§ **Exercise aim**
Your task is to output the listing word for word, with pictures excluded.

§ **Provided data**
★ ★ ★ ★
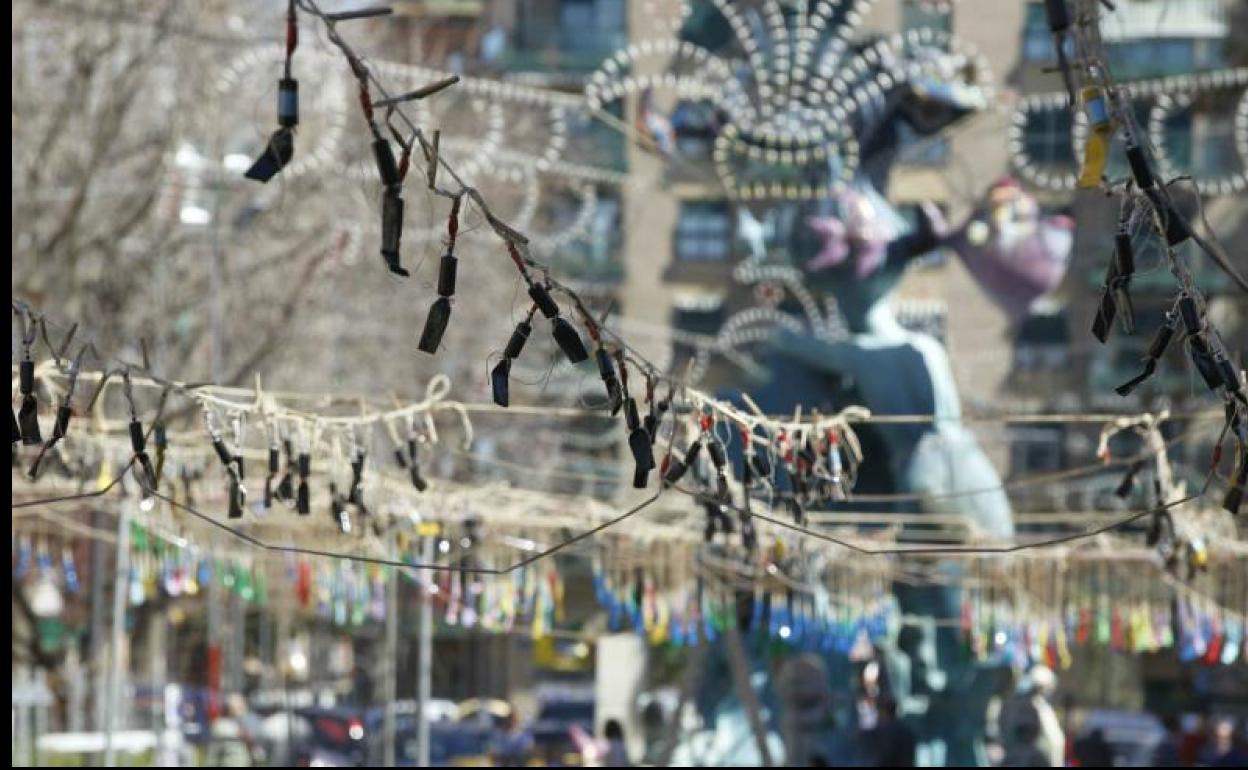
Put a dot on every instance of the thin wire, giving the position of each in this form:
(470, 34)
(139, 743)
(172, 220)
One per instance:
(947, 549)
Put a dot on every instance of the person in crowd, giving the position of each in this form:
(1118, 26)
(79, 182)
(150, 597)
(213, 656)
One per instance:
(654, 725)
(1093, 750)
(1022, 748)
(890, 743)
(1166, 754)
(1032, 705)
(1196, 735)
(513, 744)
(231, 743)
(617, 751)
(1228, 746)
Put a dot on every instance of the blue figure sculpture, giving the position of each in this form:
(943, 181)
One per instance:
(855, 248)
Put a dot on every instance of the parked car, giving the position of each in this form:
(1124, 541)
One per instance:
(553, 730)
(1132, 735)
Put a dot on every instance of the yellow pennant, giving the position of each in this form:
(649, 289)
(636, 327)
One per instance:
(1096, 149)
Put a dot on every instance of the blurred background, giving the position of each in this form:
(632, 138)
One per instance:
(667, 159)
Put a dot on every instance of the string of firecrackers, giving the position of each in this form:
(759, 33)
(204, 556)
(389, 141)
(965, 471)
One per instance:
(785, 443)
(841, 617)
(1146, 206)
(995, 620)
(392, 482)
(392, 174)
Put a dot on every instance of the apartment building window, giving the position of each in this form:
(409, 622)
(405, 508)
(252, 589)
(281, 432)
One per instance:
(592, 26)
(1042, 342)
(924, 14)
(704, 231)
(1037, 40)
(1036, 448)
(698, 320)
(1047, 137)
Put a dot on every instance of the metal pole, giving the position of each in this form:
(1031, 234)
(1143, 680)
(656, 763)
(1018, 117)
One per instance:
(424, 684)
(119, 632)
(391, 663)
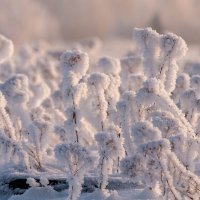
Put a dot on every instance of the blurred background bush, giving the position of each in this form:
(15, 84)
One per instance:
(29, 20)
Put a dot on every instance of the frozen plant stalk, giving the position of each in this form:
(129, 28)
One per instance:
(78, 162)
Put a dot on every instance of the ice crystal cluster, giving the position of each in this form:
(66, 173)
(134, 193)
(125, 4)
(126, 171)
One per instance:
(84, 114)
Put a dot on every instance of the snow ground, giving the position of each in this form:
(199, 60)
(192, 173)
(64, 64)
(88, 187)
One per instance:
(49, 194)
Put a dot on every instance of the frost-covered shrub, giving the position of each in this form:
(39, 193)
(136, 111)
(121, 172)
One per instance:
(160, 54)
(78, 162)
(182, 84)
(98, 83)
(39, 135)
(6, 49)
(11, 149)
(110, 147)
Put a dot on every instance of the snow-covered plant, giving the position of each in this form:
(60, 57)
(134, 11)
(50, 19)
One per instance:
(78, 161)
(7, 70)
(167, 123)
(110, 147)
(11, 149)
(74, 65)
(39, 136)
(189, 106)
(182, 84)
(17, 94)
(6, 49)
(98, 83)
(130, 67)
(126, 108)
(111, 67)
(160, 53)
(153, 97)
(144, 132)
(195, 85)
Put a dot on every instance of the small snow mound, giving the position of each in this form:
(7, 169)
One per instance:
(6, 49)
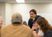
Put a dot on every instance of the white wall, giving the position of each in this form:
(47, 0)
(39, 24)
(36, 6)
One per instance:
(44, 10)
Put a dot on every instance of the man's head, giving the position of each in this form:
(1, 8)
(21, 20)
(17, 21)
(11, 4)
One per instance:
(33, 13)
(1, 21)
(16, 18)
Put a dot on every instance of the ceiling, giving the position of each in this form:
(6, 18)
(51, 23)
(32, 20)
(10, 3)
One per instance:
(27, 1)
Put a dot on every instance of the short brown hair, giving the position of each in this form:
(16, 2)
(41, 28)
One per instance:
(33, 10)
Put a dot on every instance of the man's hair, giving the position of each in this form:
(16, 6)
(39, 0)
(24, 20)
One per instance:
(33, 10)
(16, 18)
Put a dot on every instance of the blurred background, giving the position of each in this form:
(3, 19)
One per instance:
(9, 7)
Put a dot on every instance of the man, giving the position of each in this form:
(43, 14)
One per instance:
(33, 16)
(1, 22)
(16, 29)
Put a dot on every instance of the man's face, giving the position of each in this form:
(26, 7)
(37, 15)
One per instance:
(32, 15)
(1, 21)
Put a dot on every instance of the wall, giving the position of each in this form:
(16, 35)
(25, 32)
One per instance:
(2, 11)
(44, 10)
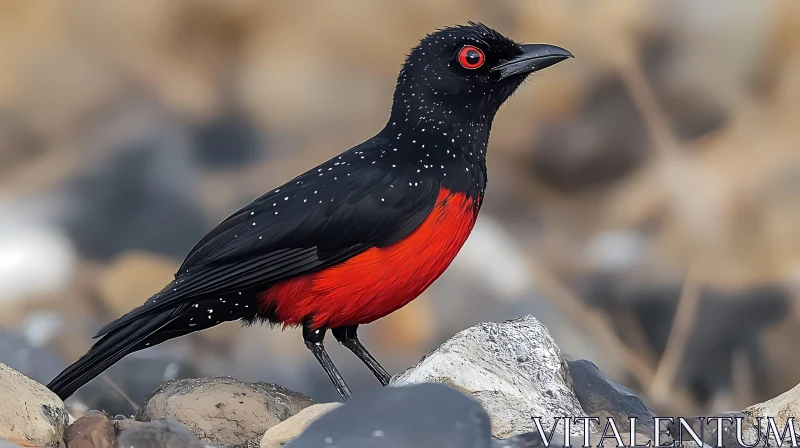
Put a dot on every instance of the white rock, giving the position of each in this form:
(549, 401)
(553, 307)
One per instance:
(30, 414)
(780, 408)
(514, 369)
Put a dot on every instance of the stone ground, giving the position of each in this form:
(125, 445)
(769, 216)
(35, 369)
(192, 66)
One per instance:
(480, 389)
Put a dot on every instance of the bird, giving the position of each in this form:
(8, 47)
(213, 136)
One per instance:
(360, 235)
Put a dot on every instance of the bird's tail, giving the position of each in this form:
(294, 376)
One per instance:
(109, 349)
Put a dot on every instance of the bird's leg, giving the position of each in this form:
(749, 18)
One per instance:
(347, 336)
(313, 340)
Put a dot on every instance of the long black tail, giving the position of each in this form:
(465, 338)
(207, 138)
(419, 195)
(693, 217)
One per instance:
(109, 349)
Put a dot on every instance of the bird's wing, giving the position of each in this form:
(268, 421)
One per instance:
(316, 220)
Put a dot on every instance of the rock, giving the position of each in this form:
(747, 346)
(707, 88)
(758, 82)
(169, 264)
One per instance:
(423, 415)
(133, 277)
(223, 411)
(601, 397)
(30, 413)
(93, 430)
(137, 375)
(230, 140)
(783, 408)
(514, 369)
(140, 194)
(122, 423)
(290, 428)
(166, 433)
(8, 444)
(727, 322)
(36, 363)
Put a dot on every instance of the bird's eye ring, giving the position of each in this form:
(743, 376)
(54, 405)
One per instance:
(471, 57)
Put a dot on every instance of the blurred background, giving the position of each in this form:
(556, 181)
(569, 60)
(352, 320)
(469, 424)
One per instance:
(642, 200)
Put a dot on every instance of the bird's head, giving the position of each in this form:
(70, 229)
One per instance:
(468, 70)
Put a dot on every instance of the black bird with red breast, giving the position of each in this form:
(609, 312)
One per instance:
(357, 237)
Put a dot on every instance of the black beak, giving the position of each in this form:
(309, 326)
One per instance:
★ ★ ★ ★
§ **Problem solution**
Put a dot on every instance of the thin wire, giving the position of each in this form:
(470, 34)
(139, 743)
(172, 220)
One per instance:
(947, 549)
Put a dot on every instance of the person in crowd, giving the position of each in this form:
(1118, 26)
(79, 182)
(150, 597)
(213, 656)
One per instance:
(654, 725)
(1093, 750)
(1022, 748)
(890, 743)
(1166, 754)
(1032, 705)
(1196, 735)
(513, 744)
(231, 743)
(617, 751)
(1228, 746)
Put a dot on every instance of the blue figure sculpture, giving the position of each in this form:
(943, 181)
One per instance:
(855, 248)
Put a dot on every instance of the parked car, giving the position of each in this form:
(1124, 541)
One per instance:
(553, 730)
(1132, 735)
Put a dot on every instance of the yellow pennant, giving the position of each in this form:
(649, 289)
(636, 327)
One per instance:
(1096, 149)
Put a dot on every instance of the blurred background, giving the position of each in this form:
(632, 138)
One per instance:
(667, 159)
Put a dot on every instance of the string of firecrackers, giving the position of each in this form:
(759, 33)
(204, 556)
(389, 141)
(965, 471)
One per instance:
(785, 443)
(841, 617)
(1146, 206)
(995, 620)
(392, 482)
(392, 174)
Put a dot on every instance of the apartment building window, giving the position of each in this form:
(409, 622)
(405, 508)
(252, 589)
(281, 432)
One per instance:
(592, 26)
(1042, 342)
(924, 14)
(704, 231)
(1037, 40)
(1036, 448)
(698, 320)
(1047, 137)
Put a dot on every instance of the metal pole, giving the position of each in this form:
(1031, 234)
(1143, 680)
(656, 763)
(1018, 117)
One per instance:
(424, 684)
(119, 632)
(391, 663)
Put a dot on every instance of the blurred background bush, giving the position of each in this form:
(15, 84)
One per instance:
(29, 20)
Put a dot on every instance of the frozen plant stalk, giving the position of each in this form:
(129, 28)
One per instance:
(78, 162)
Put a dot on every instance of the ice crystal cluster, giving the position of each in this form:
(66, 173)
(134, 193)
(125, 4)
(126, 171)
One per instance:
(84, 114)
Put a dot on every instance of the snow ground, giving the position of each in this form:
(199, 60)
(192, 173)
(64, 64)
(88, 187)
One per instance:
(49, 194)
Put a dot on every instance of the frost-covered shrub, giving the position of each in this form:
(39, 193)
(136, 111)
(121, 172)
One per instance:
(160, 54)
(78, 162)
(182, 84)
(98, 83)
(39, 135)
(6, 49)
(11, 149)
(110, 147)
Put a dot on every instance of the snow-covered plant, giving the position of each in this form:
(60, 57)
(134, 11)
(50, 19)
One per instance:
(78, 161)
(7, 70)
(167, 123)
(110, 147)
(11, 149)
(74, 65)
(39, 136)
(189, 106)
(182, 84)
(17, 94)
(6, 49)
(98, 83)
(130, 67)
(126, 108)
(111, 67)
(160, 53)
(153, 97)
(144, 132)
(195, 85)
Put a dot on every instance of the small snow mound, giving the position of each in this form:
(7, 169)
One per instance:
(6, 49)
Put a dot on every instance of the white wall, giving the position of each in this form:
(47, 0)
(39, 24)
(36, 6)
One per instance:
(44, 10)
Put a dot on every instance of the man's head, giving the position of each in this form:
(1, 8)
(21, 20)
(17, 21)
(11, 4)
One per instance:
(33, 13)
(1, 21)
(16, 18)
Put a dot on every instance of the ceiling, giving the position of each in this form:
(6, 18)
(51, 23)
(32, 20)
(10, 3)
One per instance:
(27, 1)
Put a dot on every instance of the short brown hair, giving the position of each in this form:
(16, 2)
(41, 28)
One per instance:
(33, 10)
Put a dot on every instance of the man's hair, giving the position of each in this form:
(16, 6)
(39, 0)
(24, 20)
One per instance:
(33, 10)
(16, 18)
Put a dot on every instance of the blurred background, giving the position of each in this form:
(3, 19)
One per instance:
(9, 7)
Put a dot on every instance of the man, giving the position of each in this form:
(43, 14)
One per instance:
(33, 16)
(1, 22)
(16, 29)
Put a dot on every instance of the man's face, giving the position of each in this form:
(26, 7)
(37, 15)
One per instance:
(32, 15)
(1, 21)
Put a dot on every instance of the wall, giving the position of each in this form:
(16, 35)
(25, 32)
One per instance:
(2, 11)
(44, 10)
Put a dot on every instance of the white rock, giving the position of each in this form:
(549, 401)
(553, 307)
One per instance:
(30, 414)
(780, 408)
(514, 369)
Put a dot on every instance of the stone ground, giving the position of each in this form:
(125, 445)
(769, 216)
(35, 369)
(192, 66)
One per instance:
(480, 389)
Put a dot on every instance of the bird, giving the position of each in this form:
(8, 47)
(213, 136)
One per instance:
(360, 235)
Put a dot on every instance of the bird's tail, giving the position of each in this form:
(294, 376)
One per instance:
(109, 349)
Put a dot on every instance of the bird's leg, giving the position of each in this form:
(749, 18)
One per instance:
(347, 336)
(313, 340)
Put a dot on every instance of the long black tail, giving the position of each in this form:
(465, 338)
(207, 138)
(419, 195)
(693, 217)
One per instance:
(109, 349)
Put a dot on every instance of the bird's wing, giving the position of each in this form:
(268, 421)
One per instance:
(316, 220)
Put a dot on every instance of the rock, giving the position of each in this form:
(747, 346)
(707, 88)
(758, 82)
(169, 264)
One per instance:
(423, 415)
(133, 277)
(223, 411)
(601, 397)
(30, 413)
(93, 430)
(137, 375)
(230, 140)
(783, 408)
(514, 369)
(140, 194)
(122, 423)
(290, 428)
(166, 433)
(8, 444)
(727, 322)
(36, 363)
Put a dot on every instance of the bird's eye ring, giving the position of each in this form:
(743, 376)
(54, 405)
One per instance:
(471, 57)
Put a dot on every instance of the blurred background, giving the position of each in this form:
(556, 181)
(569, 60)
(352, 320)
(469, 424)
One per instance:
(642, 200)
Put a dot on every instance of the bird's head, giving the position of each in this form:
(70, 229)
One per instance:
(468, 70)
Put a dot on every instance of the black bird with red breast, giving the position of each in this form:
(609, 312)
One per instance:
(357, 237)
Put a dot on every instance of the black beak, giving the position of each in this form:
(309, 326)
One per instance:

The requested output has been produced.